## WORK TO BE COMPLETED
Exactly repeat all the records below, omitting the images they hold.

***

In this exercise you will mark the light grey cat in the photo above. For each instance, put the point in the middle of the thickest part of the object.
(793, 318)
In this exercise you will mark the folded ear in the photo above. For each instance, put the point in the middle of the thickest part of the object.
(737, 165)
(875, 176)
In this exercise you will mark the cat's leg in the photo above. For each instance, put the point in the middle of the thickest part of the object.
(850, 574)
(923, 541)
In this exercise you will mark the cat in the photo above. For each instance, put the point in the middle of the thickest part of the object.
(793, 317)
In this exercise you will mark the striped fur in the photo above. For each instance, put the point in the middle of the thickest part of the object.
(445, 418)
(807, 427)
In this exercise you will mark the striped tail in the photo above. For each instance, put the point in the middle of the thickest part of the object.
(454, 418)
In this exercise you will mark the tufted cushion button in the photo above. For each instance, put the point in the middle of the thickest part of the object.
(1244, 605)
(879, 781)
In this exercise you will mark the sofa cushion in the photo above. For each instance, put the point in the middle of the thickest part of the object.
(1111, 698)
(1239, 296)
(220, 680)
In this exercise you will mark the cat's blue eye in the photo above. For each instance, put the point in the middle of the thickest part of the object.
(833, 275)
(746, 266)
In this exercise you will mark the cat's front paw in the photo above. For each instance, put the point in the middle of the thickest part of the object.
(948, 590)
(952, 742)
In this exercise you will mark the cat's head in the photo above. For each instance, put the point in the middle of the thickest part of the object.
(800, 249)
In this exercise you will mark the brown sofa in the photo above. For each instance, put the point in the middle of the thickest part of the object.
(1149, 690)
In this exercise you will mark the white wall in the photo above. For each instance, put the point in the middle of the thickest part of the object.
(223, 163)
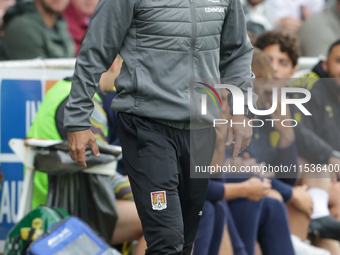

***

## RESPONSE BOX
In this exercise you will mark the light grey cat in the photo above. For each instance, put the point in the middle of the thickest part of the object.
(793, 318)
In this exercise you will mark the folded ear in the photo above. For each instance, put the point in the middle of the thickest part of the object.
(737, 165)
(875, 176)
In this exercise you will mark the cat's leg in the photo above. For each instance, put the point in the middle of the thickest part of the object.
(850, 574)
(923, 541)
In this exercise you will mark the cat in the photo above. For each instance, put the point in the middle of the thickest part of the object.
(793, 317)
In this exercise you will mark the striped fur in the photo above. For each instance, put the point in the middle of the thickest part of the object.
(445, 418)
(807, 427)
In this exercise you will mark the striped tail in the photo above. For each instance, put the point in the middle of the thickest part of the object.
(454, 418)
In this exercise you will mark the tufted cushion button in the photo above. For each instance, put the point in the middle of the thickest part of the object.
(1244, 605)
(879, 781)
In this exercise you will mark the sofa cushion in the photo above. For each instance, put the point in the middle of the thickest part of the object.
(1111, 698)
(1239, 296)
(220, 680)
In this exercise you will mark the cat's blue eye in the photo above. For each instance, put the point in the middle of the thickest part of the object.
(833, 275)
(746, 266)
In this exercise you will mark the cat's front paw in the photo above. For each instance, put the point in the middle of the thickest part of the object.
(948, 590)
(952, 742)
In this exercise you will mark the cat's head in the photo above. For each instance, put the point in the middle of the thickest part of the object.
(800, 249)
In this exercise you will mark the brown sofa in the photo above. For each instance, put the point in the middle of the thickest part of the object.
(1149, 690)
In this exercise you will mark the white wall in the photo above. For each instance, put the point in the middle of the thickest part of the object.
(223, 163)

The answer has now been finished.